◆ Exercise instructions ◆
Wherever a line holds the word "below", copy that line from the data.

◆ The records ◆
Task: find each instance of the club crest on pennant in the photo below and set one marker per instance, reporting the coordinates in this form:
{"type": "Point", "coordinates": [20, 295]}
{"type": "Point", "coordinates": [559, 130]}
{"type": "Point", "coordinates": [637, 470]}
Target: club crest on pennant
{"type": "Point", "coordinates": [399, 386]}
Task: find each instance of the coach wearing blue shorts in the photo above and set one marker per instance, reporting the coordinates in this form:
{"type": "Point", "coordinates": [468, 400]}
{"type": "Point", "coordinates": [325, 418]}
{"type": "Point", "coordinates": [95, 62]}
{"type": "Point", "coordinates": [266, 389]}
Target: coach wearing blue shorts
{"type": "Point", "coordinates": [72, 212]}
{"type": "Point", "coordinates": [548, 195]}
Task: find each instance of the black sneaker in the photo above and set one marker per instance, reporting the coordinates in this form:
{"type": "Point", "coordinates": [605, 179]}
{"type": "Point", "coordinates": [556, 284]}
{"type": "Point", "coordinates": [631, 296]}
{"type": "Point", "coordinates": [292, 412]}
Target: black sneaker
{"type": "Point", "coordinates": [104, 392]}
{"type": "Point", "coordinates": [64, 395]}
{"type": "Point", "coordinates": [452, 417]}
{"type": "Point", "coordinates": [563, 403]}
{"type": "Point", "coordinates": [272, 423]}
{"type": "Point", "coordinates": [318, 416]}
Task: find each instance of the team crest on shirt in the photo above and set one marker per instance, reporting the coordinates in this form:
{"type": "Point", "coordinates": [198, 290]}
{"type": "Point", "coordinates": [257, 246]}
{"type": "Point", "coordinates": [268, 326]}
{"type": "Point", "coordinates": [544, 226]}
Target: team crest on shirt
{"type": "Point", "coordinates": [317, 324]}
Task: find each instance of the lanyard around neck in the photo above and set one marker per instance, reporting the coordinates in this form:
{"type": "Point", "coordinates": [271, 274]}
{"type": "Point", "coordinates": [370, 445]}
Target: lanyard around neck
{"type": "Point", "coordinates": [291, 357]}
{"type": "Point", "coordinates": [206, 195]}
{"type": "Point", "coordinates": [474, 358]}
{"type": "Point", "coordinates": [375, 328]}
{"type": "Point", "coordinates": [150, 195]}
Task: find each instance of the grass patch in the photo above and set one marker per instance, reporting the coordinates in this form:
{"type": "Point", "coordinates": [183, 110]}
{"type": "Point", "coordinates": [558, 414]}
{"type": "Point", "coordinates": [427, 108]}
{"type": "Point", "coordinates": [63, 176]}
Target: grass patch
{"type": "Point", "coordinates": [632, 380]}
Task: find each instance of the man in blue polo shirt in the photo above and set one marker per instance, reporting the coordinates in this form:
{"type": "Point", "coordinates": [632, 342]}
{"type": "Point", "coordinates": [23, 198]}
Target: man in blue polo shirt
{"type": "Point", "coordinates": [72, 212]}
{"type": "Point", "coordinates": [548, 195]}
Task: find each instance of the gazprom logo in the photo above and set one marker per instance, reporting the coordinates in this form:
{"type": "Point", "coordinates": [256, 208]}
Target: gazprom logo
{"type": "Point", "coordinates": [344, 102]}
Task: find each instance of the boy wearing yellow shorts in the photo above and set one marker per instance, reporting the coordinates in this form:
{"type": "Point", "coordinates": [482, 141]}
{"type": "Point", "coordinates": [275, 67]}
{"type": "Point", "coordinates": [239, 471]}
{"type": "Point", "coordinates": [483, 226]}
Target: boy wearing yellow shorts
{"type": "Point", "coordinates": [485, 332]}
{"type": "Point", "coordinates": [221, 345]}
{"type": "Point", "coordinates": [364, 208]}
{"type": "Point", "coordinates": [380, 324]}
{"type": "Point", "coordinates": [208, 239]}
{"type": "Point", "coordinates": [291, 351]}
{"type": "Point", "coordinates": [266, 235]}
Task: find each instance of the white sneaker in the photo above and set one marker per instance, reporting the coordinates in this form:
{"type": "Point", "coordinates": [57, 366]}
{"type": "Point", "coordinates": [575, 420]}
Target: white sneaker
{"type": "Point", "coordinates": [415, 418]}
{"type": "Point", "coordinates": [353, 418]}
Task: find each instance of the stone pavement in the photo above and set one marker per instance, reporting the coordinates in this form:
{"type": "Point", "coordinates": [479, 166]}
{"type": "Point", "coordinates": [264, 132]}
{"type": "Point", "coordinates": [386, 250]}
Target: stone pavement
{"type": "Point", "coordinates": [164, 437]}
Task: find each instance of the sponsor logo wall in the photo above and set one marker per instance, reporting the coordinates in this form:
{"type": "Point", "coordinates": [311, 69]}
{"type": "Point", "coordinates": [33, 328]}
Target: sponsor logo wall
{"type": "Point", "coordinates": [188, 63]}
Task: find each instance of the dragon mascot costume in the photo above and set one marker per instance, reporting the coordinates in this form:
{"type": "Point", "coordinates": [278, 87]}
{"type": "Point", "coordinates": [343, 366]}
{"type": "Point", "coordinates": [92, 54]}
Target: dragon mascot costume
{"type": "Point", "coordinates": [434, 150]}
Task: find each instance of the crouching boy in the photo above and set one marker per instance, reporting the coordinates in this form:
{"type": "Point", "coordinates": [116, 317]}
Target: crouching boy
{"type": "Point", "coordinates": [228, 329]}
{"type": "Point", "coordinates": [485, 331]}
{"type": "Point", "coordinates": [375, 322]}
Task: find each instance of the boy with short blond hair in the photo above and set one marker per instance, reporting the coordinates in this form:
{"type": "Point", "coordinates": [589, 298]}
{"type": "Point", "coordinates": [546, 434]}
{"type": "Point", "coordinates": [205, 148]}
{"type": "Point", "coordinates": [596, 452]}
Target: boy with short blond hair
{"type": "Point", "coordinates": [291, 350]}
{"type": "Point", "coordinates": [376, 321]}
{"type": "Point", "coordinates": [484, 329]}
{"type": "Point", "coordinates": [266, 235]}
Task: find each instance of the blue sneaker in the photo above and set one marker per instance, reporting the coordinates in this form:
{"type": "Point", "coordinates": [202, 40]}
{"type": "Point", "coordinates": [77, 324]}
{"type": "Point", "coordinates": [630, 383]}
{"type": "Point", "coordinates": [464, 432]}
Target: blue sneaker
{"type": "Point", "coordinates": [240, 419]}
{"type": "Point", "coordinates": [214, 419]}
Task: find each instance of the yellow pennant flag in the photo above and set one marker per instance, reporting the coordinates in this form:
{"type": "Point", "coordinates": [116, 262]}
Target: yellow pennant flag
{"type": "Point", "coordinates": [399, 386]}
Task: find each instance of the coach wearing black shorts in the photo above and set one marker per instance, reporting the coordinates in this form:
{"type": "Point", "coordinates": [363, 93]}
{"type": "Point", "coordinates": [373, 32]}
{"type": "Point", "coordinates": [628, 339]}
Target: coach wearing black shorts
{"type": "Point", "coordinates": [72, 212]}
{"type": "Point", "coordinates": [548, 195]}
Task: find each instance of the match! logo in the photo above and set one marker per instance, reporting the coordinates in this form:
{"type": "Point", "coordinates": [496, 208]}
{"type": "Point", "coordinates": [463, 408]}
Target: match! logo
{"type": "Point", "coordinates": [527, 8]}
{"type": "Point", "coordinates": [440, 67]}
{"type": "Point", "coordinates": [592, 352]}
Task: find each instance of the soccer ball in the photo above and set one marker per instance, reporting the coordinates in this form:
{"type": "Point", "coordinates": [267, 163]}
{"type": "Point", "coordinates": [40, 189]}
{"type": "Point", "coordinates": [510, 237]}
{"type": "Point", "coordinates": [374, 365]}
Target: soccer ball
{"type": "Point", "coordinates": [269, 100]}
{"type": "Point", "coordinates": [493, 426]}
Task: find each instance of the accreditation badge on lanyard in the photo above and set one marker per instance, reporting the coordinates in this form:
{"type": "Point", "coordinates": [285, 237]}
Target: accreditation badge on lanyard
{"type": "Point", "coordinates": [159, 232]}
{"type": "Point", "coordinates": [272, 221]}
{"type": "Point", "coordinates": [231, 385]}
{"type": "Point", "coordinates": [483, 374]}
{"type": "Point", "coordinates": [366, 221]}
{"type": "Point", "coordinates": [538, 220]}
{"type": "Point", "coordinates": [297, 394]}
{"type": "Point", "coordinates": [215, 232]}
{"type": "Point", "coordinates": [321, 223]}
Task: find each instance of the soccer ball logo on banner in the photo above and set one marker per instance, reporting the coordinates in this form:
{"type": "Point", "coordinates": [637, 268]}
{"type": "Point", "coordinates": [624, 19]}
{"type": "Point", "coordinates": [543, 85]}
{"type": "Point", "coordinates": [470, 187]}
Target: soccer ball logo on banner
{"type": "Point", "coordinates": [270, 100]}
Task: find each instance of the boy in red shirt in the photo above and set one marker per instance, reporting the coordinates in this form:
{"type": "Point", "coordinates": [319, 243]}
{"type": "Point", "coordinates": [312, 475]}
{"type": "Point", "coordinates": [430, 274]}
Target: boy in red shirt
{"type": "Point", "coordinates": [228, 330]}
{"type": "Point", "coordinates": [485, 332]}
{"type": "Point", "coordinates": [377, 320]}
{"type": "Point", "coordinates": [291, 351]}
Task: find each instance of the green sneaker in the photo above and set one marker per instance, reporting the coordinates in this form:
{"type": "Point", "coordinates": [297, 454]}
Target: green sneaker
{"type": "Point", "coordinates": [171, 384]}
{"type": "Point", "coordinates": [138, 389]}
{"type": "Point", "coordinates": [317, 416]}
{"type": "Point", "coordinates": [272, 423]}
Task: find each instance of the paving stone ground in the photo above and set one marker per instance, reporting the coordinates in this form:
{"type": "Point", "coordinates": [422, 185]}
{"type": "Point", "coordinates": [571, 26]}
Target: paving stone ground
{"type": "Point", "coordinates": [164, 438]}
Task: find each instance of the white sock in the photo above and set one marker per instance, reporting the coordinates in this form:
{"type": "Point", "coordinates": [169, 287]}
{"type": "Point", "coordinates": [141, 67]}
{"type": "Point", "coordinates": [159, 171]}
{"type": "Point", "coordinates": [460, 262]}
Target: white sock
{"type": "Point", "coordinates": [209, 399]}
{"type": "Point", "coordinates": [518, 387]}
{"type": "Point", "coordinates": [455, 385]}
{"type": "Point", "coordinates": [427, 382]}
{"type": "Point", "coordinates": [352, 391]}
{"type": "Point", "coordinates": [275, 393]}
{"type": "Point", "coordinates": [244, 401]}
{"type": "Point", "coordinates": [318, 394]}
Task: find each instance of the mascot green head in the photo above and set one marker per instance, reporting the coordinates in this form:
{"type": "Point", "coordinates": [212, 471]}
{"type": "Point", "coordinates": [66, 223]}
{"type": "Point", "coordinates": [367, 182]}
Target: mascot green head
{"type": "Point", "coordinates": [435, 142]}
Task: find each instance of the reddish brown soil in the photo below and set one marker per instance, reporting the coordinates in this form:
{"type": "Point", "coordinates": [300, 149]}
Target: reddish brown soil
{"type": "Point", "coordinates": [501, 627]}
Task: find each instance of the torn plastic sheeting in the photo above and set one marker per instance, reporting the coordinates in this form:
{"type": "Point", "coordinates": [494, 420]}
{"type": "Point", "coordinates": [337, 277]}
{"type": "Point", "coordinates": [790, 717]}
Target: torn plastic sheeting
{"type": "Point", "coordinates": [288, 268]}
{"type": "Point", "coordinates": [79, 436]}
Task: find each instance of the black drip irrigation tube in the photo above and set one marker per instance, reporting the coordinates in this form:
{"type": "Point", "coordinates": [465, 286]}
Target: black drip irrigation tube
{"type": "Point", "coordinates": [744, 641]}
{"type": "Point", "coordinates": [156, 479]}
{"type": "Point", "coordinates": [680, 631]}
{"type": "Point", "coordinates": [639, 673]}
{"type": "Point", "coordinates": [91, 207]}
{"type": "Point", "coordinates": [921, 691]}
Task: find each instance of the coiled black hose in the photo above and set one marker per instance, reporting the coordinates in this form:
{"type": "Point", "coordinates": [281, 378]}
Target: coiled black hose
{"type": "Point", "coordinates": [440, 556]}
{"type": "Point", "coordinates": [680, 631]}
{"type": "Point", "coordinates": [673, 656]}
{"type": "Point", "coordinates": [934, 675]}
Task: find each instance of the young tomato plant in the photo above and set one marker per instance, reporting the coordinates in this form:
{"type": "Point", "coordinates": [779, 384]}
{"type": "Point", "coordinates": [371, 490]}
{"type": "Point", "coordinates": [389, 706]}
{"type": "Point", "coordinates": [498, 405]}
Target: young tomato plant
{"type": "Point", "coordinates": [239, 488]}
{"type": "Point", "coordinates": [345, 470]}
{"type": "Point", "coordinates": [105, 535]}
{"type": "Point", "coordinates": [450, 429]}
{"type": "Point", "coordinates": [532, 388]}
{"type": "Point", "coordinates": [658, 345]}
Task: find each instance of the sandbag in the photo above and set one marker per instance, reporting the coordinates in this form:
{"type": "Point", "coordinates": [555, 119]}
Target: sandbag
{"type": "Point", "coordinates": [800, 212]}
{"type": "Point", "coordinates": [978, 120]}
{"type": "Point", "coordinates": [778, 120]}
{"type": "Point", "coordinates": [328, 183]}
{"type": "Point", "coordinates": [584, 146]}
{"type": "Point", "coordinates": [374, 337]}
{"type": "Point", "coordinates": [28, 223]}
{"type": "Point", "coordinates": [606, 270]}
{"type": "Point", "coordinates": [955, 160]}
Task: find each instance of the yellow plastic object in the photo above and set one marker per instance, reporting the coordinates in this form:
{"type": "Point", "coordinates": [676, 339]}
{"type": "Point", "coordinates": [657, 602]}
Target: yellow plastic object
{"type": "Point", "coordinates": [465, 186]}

◆ The completed task ◆
Task: find each instance of the club crest on pennant in the photo below and set one marker per instance, reporting the coordinates in this form:
Task: find each instance of the reddish brown soil in the photo below and set one marker per instance, reporting the coordinates in this form:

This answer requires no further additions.